DOCUMENT SEGMENT.
The user interface has undergone a significant redesign. The start page now appears more compact and provides a clearer overview of how the V8 engine operates. It features a timeline categorized by work type and function clustering tables, followed by a flamechart.

Demo


Other pages have also been reworked to be more informative. Each page now includes:

  • A timeline that not only displays self time but also nested time, with the distribution of nested time by categories.
  • A new section titled "Nested Time Distribution" that offers insights into the distribution of nested time in a hierarchical format, from a package to a function.
  • A basic flamechart displaying all frames related to the current subject (category, package, module, or function) as root frames.
image


The timeline has been enhanced with a tooltip that provides expanded details and the capability to select a range, a feature previously lacking when focusing on specific segments of work.

image


The Flamechart is now faster and smoother. It includes new selection capabilities and a detailed information block for the selected or zoomed frame.

image


The welcome page has been redesigned as well, and now offers example profiles in various formats to try:

image

New formats, runtimes, and registries

Support for new formats has been introduced:

  • V8 log converted into JSON with the --preprocess option (node --prof-process --preprocess v8.log > v8log.json). Although the filtered version of a V8 log file loses many details, it remains more informative than .cpuprofile files. This release includes basic support for V8 logs, with plans for expanded support in future releases.

A block of data
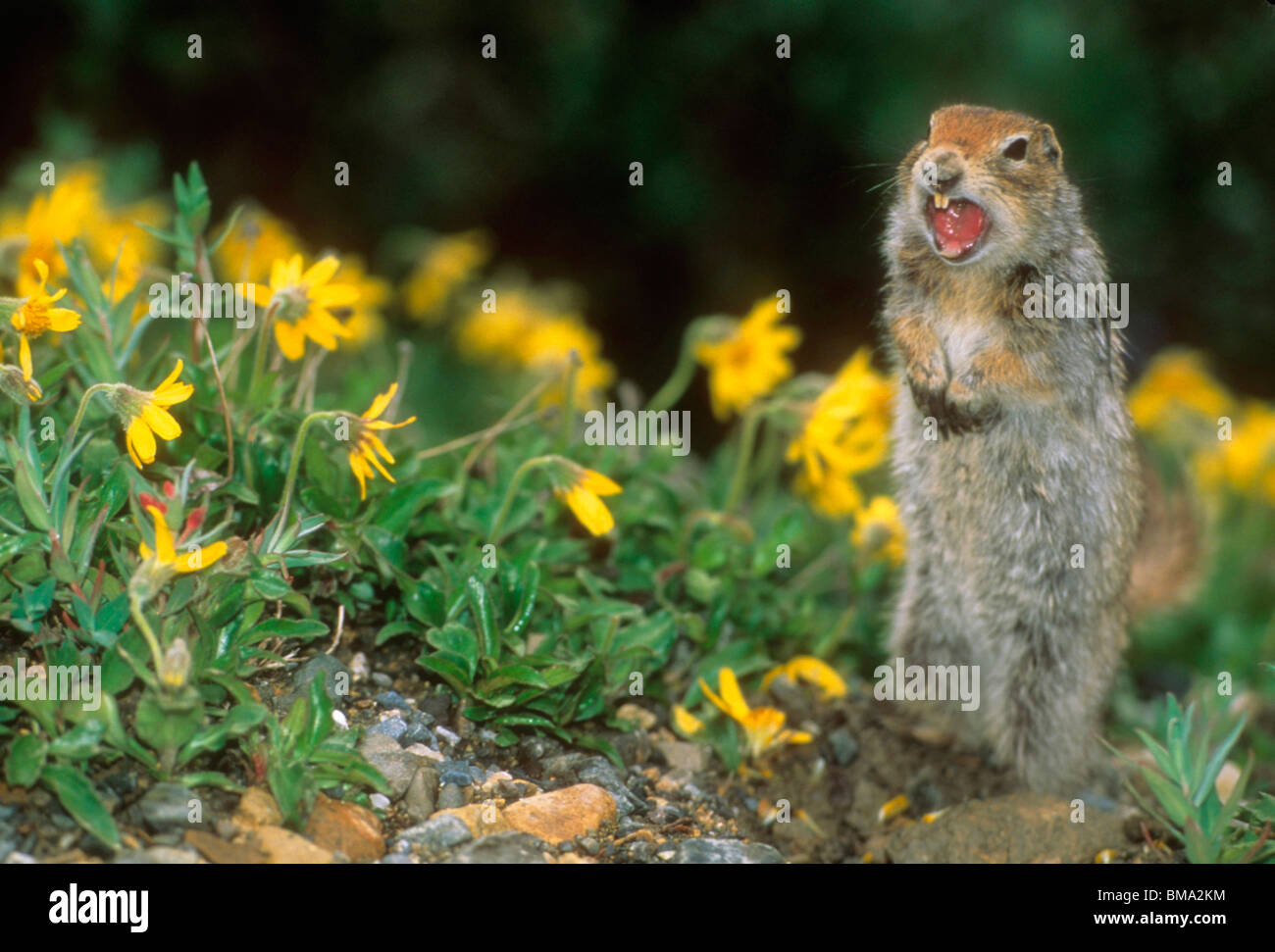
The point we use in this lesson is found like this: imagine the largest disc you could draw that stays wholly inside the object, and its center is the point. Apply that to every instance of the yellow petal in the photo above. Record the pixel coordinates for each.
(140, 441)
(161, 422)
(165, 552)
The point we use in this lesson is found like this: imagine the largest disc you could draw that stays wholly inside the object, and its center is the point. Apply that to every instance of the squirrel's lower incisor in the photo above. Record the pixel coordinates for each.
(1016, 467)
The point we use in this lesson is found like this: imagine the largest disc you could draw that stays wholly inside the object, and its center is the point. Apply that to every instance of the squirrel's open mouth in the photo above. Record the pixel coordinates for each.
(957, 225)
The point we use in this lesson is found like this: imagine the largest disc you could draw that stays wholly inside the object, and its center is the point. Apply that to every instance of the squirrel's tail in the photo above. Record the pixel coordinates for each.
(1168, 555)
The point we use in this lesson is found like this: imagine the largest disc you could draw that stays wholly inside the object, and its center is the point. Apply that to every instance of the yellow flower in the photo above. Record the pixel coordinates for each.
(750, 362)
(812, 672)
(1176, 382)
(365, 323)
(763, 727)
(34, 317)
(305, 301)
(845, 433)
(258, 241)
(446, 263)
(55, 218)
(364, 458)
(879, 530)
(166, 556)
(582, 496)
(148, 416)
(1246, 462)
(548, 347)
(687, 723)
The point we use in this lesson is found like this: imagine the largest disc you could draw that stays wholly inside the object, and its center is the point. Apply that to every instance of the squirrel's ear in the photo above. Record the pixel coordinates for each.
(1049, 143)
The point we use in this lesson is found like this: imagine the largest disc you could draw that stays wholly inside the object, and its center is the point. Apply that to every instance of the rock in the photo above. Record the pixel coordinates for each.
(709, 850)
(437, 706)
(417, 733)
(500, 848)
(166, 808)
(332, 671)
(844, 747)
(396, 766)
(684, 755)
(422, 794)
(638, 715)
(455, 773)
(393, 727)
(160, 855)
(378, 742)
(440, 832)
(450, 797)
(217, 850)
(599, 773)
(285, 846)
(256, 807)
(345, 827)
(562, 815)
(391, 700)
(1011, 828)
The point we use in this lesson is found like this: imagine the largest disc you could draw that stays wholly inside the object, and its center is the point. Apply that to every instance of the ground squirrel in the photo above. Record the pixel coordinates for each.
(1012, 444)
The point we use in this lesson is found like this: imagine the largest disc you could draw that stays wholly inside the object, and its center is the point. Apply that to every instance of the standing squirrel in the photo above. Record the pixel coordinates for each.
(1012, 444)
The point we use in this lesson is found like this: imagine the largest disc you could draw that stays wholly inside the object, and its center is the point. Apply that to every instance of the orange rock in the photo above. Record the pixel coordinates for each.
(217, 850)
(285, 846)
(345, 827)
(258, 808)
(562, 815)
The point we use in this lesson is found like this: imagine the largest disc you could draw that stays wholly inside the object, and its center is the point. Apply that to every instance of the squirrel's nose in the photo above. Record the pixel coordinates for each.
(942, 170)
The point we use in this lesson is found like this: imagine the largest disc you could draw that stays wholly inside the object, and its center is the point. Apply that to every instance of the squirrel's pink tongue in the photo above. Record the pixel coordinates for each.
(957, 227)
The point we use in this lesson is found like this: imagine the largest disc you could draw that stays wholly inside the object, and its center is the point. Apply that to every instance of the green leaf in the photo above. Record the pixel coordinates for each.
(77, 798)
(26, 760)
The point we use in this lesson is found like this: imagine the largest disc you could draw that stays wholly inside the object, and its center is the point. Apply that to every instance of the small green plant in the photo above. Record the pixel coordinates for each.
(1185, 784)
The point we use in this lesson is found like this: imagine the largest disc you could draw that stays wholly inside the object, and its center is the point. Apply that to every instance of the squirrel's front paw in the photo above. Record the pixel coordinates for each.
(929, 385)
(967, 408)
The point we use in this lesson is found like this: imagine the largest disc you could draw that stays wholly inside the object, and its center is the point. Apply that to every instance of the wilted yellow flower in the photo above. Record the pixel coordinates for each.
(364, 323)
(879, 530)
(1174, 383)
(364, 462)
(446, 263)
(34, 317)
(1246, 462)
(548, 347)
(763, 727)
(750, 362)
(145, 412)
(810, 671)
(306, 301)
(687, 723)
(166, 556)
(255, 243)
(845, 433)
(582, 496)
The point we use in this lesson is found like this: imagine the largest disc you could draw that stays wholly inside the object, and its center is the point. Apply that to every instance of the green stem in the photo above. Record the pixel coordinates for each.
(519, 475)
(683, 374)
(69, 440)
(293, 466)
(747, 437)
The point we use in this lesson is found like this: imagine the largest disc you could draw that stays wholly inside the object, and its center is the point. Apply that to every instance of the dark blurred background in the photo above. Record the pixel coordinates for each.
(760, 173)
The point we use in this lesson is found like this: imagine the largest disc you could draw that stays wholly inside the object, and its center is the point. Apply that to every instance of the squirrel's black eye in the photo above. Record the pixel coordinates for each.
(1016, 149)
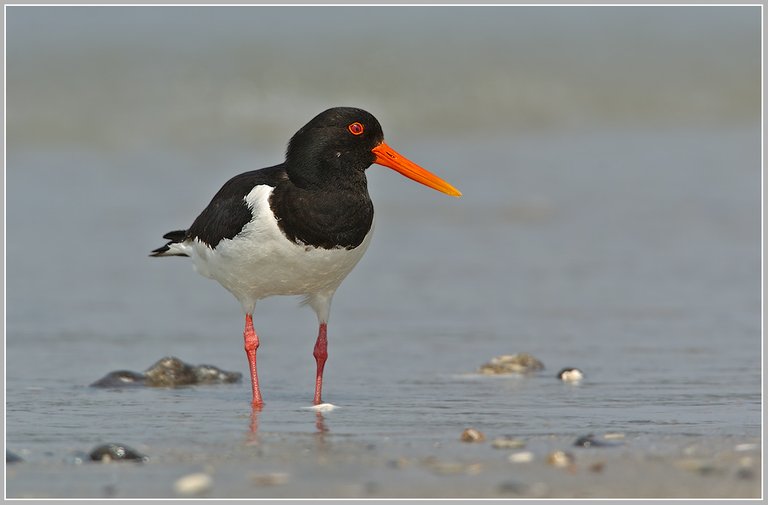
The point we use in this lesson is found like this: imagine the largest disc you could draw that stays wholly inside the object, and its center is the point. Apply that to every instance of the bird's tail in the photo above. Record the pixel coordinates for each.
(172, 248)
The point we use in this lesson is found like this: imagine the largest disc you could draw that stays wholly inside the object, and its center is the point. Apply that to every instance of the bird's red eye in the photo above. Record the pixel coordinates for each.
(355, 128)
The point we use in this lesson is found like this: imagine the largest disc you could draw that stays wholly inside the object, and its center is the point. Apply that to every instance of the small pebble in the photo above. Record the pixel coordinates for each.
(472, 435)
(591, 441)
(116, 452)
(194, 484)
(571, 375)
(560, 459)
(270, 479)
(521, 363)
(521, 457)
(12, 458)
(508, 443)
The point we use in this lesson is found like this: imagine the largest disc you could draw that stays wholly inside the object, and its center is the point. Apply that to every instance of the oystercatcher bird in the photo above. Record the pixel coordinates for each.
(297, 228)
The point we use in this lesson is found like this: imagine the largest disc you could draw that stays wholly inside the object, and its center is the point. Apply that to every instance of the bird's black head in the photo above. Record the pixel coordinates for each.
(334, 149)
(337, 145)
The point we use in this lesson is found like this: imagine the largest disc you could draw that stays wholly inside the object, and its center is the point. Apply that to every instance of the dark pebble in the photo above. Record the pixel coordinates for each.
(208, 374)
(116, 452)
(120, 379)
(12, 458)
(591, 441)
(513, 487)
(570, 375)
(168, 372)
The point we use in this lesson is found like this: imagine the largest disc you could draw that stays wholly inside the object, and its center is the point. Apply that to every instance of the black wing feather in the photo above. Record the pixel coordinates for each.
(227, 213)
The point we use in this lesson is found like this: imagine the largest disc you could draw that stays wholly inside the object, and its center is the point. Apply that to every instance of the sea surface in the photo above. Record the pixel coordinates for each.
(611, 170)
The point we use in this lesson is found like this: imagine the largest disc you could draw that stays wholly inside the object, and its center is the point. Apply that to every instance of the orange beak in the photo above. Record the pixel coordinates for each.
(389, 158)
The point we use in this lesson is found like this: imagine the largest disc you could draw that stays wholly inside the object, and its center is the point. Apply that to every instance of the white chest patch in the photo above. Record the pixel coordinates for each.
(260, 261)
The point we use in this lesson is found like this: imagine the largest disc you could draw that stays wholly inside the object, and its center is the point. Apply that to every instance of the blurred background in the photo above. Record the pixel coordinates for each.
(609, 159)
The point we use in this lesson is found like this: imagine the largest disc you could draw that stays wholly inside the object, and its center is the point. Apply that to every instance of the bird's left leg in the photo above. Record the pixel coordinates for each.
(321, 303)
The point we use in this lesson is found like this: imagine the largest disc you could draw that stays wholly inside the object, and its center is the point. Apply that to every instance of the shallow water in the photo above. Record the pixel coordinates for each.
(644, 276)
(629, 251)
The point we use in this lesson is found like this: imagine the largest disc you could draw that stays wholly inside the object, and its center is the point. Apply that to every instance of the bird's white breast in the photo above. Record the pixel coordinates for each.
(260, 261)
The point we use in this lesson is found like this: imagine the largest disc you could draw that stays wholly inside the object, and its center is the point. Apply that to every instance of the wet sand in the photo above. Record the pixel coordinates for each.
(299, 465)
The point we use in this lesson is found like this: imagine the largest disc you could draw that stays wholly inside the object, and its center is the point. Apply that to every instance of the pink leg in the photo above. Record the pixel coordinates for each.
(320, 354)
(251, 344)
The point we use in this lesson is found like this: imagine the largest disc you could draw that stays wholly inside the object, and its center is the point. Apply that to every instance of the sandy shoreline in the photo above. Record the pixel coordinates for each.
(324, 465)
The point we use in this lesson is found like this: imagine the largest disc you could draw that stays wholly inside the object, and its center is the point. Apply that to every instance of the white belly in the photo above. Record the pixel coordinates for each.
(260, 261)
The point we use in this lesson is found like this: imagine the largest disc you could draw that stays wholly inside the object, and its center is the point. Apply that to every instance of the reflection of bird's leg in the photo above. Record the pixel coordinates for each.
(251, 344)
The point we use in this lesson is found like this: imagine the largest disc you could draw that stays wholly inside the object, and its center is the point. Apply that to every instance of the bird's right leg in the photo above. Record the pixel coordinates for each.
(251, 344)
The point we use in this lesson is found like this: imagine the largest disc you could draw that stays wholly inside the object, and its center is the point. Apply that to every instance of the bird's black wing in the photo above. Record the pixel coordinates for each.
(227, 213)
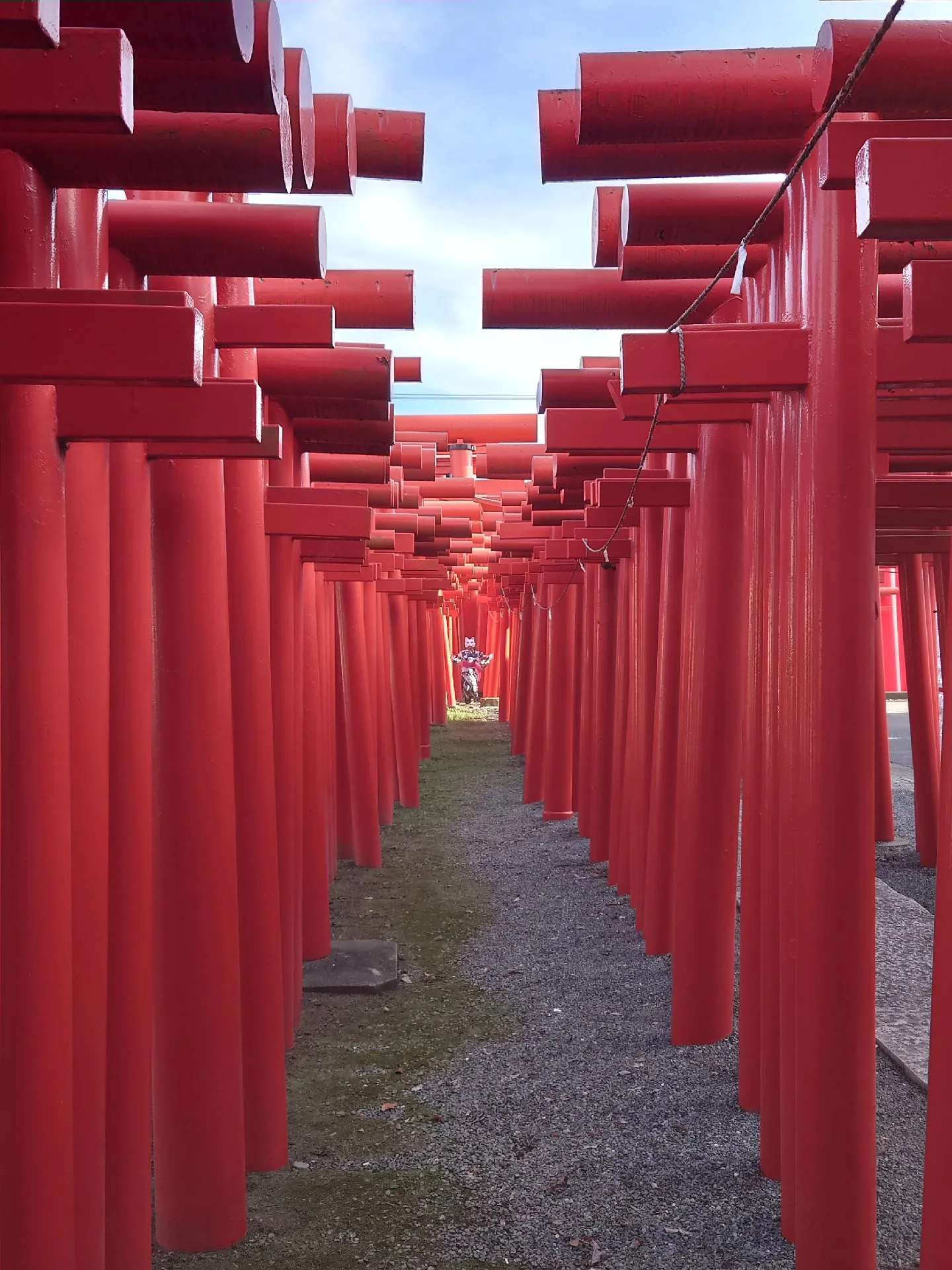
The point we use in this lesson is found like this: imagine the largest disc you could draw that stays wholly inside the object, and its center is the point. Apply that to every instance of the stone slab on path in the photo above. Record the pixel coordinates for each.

TASK STATEMENT.
Turn the paragraph in the release notes that begins "The user interface has undergone" into a short bulleted list that keeps its main facts.

EXPECTED ANSWER.
- The user interface has been significantly redesigned.
- The start page is more compact and gives a clearer overview of how the V8 engine operates.
- The start page shows a timeline categorized by work type and function clustering tables, followed by a flamechart.